_What needs to be done_. Transcribe the entries exactly. Omit the pictures.

[Text-to-region grounding data]
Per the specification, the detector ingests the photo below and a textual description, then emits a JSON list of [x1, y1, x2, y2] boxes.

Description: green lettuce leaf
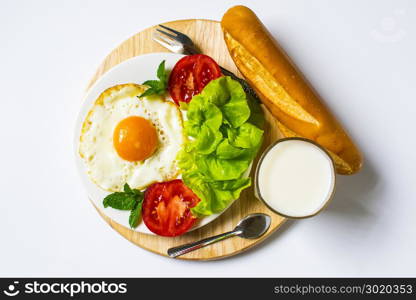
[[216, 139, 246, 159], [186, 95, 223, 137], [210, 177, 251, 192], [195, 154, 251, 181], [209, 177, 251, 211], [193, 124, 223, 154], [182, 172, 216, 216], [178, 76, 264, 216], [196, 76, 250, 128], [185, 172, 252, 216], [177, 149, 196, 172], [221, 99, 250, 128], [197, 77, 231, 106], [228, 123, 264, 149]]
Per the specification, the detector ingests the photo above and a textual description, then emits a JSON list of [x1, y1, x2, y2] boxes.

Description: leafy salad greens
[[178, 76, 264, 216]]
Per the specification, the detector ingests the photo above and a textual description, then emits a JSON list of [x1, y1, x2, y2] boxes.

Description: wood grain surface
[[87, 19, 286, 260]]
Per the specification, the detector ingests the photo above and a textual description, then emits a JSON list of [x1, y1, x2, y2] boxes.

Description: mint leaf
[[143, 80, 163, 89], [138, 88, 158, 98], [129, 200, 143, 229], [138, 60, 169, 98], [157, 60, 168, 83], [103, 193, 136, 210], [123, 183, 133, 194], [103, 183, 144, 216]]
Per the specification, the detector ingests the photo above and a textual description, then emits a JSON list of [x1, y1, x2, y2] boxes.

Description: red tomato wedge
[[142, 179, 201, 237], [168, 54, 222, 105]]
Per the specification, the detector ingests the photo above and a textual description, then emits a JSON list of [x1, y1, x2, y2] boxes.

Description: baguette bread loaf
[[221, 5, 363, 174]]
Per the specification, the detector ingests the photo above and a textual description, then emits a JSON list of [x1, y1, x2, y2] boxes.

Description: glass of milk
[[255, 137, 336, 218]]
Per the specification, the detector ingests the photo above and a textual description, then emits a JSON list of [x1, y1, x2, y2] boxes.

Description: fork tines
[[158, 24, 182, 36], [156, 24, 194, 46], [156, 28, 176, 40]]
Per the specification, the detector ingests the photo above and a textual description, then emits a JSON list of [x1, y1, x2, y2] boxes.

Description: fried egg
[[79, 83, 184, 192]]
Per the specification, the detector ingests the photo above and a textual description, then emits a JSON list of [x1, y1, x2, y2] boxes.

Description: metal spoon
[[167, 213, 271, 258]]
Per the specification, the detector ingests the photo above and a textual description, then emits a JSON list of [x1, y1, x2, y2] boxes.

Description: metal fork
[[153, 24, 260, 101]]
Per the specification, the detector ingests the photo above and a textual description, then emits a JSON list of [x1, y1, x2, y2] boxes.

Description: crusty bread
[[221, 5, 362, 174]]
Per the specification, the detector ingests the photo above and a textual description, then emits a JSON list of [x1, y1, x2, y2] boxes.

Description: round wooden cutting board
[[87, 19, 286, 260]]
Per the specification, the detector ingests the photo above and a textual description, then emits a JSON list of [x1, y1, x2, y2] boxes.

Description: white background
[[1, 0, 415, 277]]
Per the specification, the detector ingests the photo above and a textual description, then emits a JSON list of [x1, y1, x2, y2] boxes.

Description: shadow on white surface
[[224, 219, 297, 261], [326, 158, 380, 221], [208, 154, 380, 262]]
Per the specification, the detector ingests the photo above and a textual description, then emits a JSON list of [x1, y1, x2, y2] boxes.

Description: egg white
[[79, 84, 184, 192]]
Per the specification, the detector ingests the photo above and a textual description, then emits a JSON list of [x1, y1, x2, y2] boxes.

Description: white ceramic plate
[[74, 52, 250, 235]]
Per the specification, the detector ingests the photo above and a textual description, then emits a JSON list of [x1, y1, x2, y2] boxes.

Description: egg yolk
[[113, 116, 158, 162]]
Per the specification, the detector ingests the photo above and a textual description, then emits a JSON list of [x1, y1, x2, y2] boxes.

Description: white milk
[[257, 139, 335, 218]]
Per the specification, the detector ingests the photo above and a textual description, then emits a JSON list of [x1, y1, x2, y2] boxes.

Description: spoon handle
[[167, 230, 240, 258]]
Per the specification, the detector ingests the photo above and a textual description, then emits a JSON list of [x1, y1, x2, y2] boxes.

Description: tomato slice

_Answer for the task_.
Per the specification, the detector ingests the photo below and a textual description, then emits a JSON list of [x1, y1, x2, y2] boxes.

Description: green lettuce leaf
[[216, 139, 246, 159], [186, 95, 223, 137], [210, 177, 251, 192], [195, 154, 251, 181], [209, 177, 251, 211], [193, 124, 223, 154], [182, 172, 216, 216], [178, 76, 264, 216], [196, 76, 250, 128], [185, 172, 252, 216], [177, 149, 196, 172], [221, 99, 250, 128], [197, 77, 231, 106], [228, 123, 264, 149]]
Per the specification, the detector ingests the photo above and a textual description, then emits a JSON list of [x1, y1, x2, y2] boxes.

Description: leafy salad greens
[[178, 76, 264, 216]]
Per the specification, the detector ingests the photo above and a textual description, then emits a JSON list of [x1, y1, x2, y2] boxes.

Description: wood grain surface
[[87, 19, 286, 260]]
Per the specification, the detector ingests the photo above and a textual description, then emits a JSON list of [x1, y1, x2, y2] boxes.

Description: mint leaf
[[143, 80, 163, 89], [138, 88, 158, 98], [129, 200, 143, 229], [138, 60, 169, 98], [157, 60, 168, 83], [103, 193, 136, 210], [123, 183, 133, 194], [103, 183, 144, 216]]
Per the specification, the detector ingests the photo above and a textual description, then emits a JSON list of [x1, y1, x2, y2] boxes.

Description: red tomato wedge
[[142, 179, 201, 237], [168, 54, 222, 105]]
Per the specification, the detector ingests the photo above and a textual description, then emits a JSON list of [x1, y1, x2, y2] boxes.

Description: baguette bread loaf
[[221, 5, 363, 174]]
Per the specification, the detector ingests the photo above and a textual description, then emits a JSON list of [x1, y1, x2, y2] boxes.

Description: glass of milk
[[255, 137, 336, 218]]
Per the specification, the detector ingests the photo above and a textual description, then emits a JSON list of [x1, y1, x2, y2] boxes.

Description: fork tines
[[158, 24, 182, 36], [156, 24, 194, 46], [156, 28, 176, 40]]
Per the specification, the detector ingests the photo above and a textual description, then emits a JSON list of [x1, y1, x2, y2] boxes.

Description: fried egg
[[79, 83, 184, 192]]
Per the specification, the detector ingests the photo above and a textual description, then emits a JSON list of [x1, y1, x2, y2] boxes.

Description: metal spoon
[[167, 213, 271, 258]]
Per the specification, the detector ingests the photo above and a textual description, then emits a JSON list of [x1, y1, x2, y2] boxes.

Description: metal fork
[[153, 24, 260, 101]]
Per the specification, the detector ingests the photo above and a textual description, then emits a JSON list of [x1, y1, x2, y2] boxes.

Description: crusty bread
[[221, 5, 362, 174]]
Per the specification, the detector ingests the photo above and a textual description, then emits a JSON list of [x1, y1, x2, y2] boxes.

Description: round wooden cutting board
[[87, 19, 286, 260]]
Per the specification, the detector ingests the photo above and a textual description, then emits a JSON list of [x1, y1, x2, y2] boxes.

Description: white background
[[1, 0, 415, 277]]
Per the specification, the detector ingests the photo above and a textual description, then emits a JSON list of [x1, y1, x2, y2] boxes.

Description: shadow on white surface
[[224, 219, 297, 261], [326, 158, 380, 221], [208, 154, 380, 262]]
Per the specification, the detector ingests the photo above and a textual description, then emits a JSON list of [x1, y1, x2, y2] boxes.

Description: egg white
[[79, 84, 184, 192]]
Per the specification, the detector ingests the photo above and a textual description, then emits a JSON list of [x1, y1, x2, y2] boxes.

Description: white ceramic plate
[[74, 52, 250, 235]]
Per the specification, the detector ingests the photo above and a textual description, then emits a JSON list of [x1, y1, x2, y2] boxes.

Description: egg yolk
[[113, 116, 158, 162]]
Per the specification, the detector ingests the photo above and a textual description, then emits a JSON list of [x1, y1, x2, y2] boxes.

Description: white milk
[[257, 139, 335, 218]]
Per the specification, the detector ingests the photo above and a textual description, then emits a JSON list of [x1, y1, x2, y2] boxes.

Description: spoon handle
[[167, 230, 240, 258]]
Per the specification, the detector ingests the photo above and a textual description, then emits a JSON list of [x1, y1, x2, y2] boxes.

Description: tomato slice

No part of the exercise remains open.